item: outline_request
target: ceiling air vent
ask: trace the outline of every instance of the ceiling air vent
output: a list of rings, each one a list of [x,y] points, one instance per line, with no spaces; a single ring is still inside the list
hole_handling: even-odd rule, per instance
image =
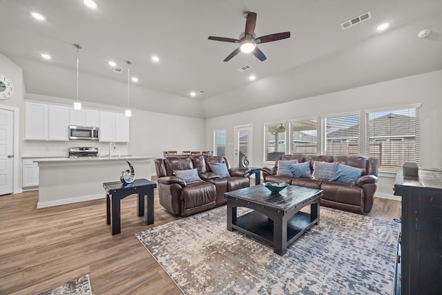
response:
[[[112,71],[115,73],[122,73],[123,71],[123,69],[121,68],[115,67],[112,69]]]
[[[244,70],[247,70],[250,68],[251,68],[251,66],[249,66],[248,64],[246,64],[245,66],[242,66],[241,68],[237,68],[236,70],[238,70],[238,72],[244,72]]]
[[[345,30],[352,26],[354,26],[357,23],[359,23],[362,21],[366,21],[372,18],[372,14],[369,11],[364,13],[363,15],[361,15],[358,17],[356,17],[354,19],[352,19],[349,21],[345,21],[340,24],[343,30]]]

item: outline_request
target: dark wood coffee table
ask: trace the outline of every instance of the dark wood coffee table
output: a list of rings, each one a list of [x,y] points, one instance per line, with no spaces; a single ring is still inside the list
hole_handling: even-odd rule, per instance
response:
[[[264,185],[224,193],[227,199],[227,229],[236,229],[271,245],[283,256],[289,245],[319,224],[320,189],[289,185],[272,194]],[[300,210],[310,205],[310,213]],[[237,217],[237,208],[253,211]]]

> What is expected: From the entries above, output every line exactly and omit any image.

> Task result:
item: outline_request
target: ceiling air vent
ask: trace the outline of every instance of the ceiling air vent
output: a list of rings, each one a list of [x,y] points, one instance per line, with no spaces; a single ring is still inside the list
hole_handling: even-odd rule, per instance
image =
response:
[[[112,71],[115,73],[122,73],[123,71],[123,69],[121,68],[115,67],[112,69]]]
[[[244,70],[247,70],[250,68],[251,68],[251,66],[249,66],[248,64],[246,64],[245,66],[242,66],[241,68],[237,68],[236,70],[238,70],[238,72],[244,72]]]
[[[345,30],[352,26],[354,26],[357,23],[359,23],[362,21],[366,21],[372,18],[372,14],[369,11],[364,13],[363,15],[361,15],[358,17],[356,17],[354,19],[352,19],[349,21],[345,21],[340,24],[343,30]]]

item: outline_request
target: dark wood coffee table
ask: trace the outline of every instance of the dark wood coffee table
output: a list of rings, each one a list of [x,y] points, one instance per line, with no spaces; a single ring is still inside the list
hole_handling: even-odd rule, per instance
response:
[[[264,185],[224,193],[227,199],[227,229],[236,229],[271,245],[283,256],[289,245],[319,224],[320,189],[289,185],[272,194]],[[300,210],[310,205],[310,213]],[[237,217],[237,208],[253,211]]]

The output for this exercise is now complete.